──────── DATASET RECORDS

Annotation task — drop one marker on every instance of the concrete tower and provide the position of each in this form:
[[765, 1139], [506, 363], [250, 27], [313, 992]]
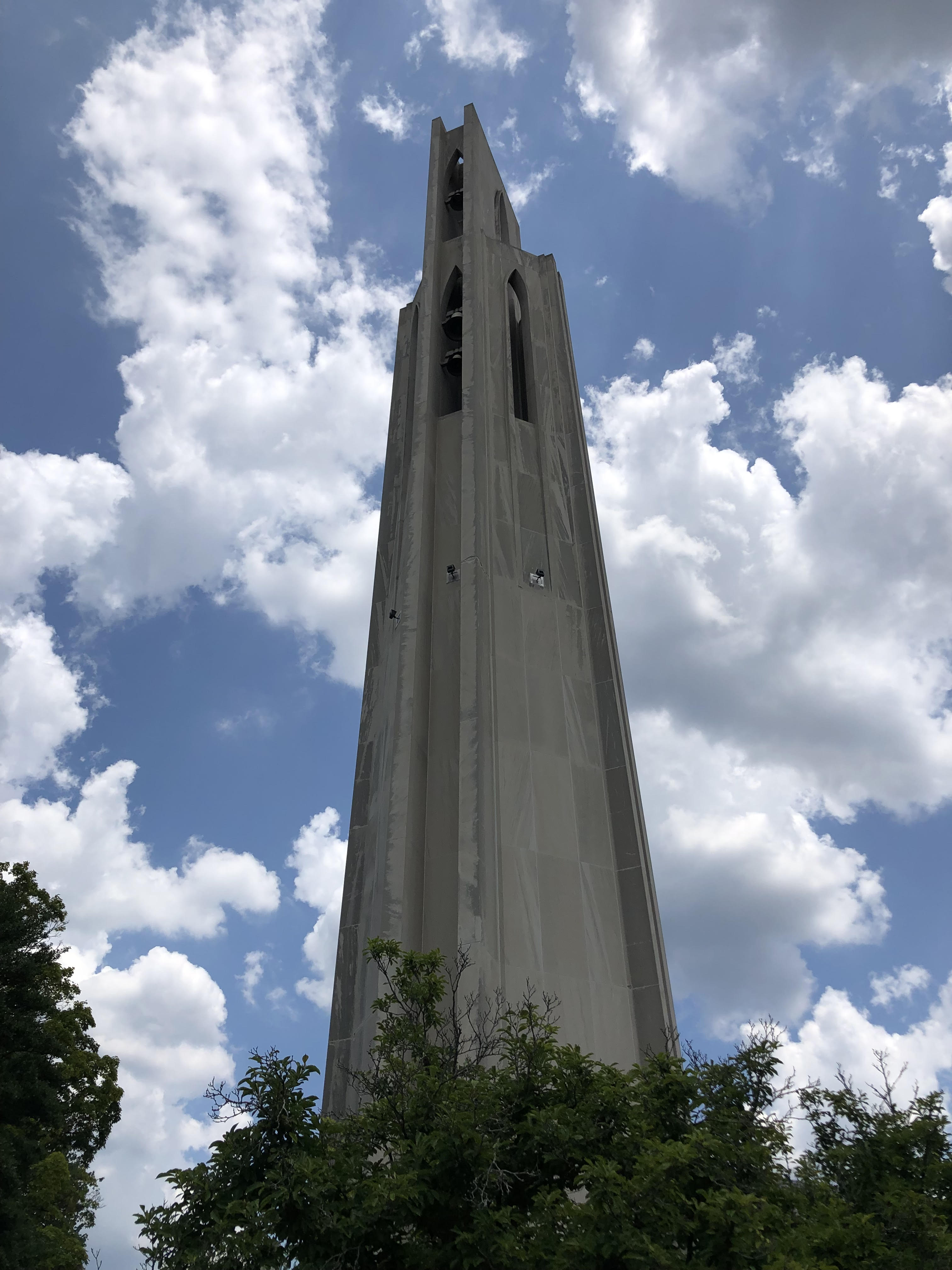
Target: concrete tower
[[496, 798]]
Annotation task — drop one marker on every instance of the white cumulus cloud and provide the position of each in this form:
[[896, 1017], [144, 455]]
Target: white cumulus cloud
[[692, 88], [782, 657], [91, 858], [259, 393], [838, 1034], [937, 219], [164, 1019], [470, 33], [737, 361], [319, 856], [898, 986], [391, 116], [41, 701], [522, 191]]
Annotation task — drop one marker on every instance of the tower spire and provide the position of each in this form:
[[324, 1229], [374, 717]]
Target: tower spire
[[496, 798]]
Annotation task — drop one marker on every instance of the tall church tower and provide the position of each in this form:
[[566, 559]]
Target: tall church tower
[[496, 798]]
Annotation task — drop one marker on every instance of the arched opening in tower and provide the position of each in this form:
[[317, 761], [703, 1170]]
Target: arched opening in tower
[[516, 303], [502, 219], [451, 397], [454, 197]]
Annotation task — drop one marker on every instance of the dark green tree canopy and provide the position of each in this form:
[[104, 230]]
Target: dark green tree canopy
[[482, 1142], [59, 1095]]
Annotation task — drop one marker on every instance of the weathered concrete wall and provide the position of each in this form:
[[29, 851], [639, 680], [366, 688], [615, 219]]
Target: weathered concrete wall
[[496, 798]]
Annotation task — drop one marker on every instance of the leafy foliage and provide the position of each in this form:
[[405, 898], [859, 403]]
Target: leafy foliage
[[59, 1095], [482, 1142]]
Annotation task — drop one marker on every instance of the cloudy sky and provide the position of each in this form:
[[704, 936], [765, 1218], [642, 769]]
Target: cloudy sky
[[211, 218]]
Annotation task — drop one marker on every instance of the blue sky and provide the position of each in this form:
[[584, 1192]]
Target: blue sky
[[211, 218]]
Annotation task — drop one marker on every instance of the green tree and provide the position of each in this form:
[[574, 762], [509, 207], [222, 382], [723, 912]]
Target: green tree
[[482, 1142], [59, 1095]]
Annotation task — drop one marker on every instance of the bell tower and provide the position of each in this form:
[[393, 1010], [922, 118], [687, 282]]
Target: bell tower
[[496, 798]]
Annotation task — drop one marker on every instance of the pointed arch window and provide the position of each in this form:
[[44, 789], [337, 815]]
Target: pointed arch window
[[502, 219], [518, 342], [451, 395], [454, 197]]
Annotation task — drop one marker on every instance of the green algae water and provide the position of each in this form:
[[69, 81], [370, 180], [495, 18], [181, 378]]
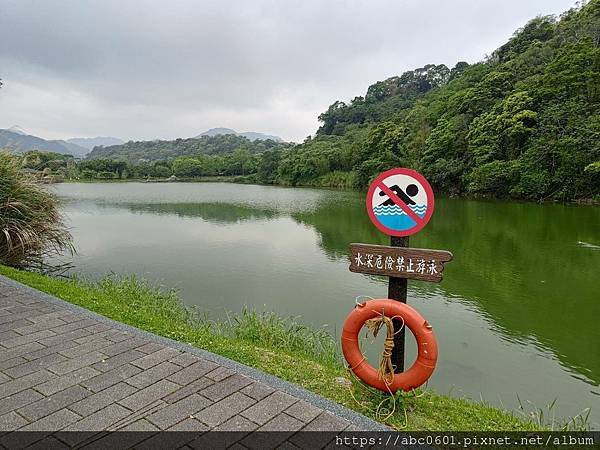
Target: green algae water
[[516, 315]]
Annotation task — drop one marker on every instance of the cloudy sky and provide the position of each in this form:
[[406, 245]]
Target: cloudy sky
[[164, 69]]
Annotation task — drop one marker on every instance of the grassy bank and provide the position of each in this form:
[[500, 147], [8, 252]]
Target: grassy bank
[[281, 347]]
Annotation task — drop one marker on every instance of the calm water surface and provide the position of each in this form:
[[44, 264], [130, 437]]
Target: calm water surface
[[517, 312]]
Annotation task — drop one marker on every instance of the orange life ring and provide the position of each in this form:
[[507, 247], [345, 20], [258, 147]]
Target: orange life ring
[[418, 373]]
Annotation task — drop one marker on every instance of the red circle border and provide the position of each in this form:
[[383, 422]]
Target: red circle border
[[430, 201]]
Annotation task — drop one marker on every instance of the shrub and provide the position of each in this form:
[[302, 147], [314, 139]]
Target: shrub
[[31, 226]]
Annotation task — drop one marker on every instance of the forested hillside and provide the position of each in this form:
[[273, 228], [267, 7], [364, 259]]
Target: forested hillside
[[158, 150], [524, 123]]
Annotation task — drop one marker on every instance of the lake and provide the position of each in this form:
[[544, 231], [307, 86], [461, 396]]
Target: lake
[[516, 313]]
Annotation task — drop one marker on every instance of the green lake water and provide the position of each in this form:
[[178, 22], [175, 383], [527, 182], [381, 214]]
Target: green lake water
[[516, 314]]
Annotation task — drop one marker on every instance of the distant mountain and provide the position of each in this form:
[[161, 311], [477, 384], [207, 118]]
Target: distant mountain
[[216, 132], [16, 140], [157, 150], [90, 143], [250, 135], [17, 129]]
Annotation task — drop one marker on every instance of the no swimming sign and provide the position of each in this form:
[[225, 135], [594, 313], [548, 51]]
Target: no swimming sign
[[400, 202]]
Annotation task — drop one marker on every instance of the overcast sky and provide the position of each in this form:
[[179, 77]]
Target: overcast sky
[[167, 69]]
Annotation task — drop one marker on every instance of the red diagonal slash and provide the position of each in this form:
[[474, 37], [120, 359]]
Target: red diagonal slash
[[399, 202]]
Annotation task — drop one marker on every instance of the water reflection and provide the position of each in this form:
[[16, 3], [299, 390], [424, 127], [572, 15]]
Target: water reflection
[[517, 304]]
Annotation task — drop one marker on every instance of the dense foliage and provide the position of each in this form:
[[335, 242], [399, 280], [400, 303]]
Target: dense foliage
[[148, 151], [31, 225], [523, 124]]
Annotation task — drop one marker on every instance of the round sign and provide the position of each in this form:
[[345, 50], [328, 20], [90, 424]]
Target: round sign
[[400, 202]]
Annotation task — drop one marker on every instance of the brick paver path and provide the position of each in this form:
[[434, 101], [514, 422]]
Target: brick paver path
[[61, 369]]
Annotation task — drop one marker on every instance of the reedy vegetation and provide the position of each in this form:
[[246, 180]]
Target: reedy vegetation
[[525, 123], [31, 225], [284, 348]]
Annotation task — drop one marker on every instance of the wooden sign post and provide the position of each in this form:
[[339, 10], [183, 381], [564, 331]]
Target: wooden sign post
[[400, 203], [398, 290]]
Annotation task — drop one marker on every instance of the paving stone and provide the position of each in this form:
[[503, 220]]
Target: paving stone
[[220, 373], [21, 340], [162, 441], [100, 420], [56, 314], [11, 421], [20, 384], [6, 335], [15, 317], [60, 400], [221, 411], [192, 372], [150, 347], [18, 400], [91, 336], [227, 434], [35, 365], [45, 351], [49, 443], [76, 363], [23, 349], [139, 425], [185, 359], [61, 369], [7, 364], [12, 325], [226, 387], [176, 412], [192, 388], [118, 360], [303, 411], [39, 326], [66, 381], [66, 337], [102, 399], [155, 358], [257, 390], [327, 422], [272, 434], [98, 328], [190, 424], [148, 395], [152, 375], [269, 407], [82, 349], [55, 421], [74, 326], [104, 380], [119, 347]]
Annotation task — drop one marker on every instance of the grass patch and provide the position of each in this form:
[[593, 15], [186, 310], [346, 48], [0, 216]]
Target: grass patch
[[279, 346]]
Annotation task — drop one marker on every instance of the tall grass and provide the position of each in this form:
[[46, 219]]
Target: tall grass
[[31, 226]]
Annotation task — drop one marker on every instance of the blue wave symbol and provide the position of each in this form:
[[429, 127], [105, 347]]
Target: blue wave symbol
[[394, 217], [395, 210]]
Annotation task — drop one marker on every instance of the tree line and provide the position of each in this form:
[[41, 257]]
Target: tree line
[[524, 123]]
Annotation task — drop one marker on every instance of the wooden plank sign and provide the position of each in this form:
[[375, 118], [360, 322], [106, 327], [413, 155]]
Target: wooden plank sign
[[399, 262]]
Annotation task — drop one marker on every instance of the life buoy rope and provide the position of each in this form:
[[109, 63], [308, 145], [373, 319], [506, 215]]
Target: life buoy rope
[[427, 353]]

────────────────

• **REQUIREMENT**
Print exactly the lines of the listing above starting at the line containing "Target: brick paver path" and ending at the line containing "[[503, 220]]", both included.

• **ANSWER BOX**
Target: brick paver path
[[61, 369]]
Annotation task — drop one marker on every instance of the reedy vegetation and provide the position of each in this form:
[[246, 180]]
Target: reedy vegetation
[[525, 123], [31, 225], [284, 348]]
Annotation task — drop one marker on every instance of the wooden sign post and provide the position of each in this form:
[[339, 10], [183, 381], [564, 331]]
Target: wooden sign post
[[400, 203], [398, 290]]
Annotation task — drop one marker on every instance of the paving stone and provide the position of each in this form:
[[503, 220]]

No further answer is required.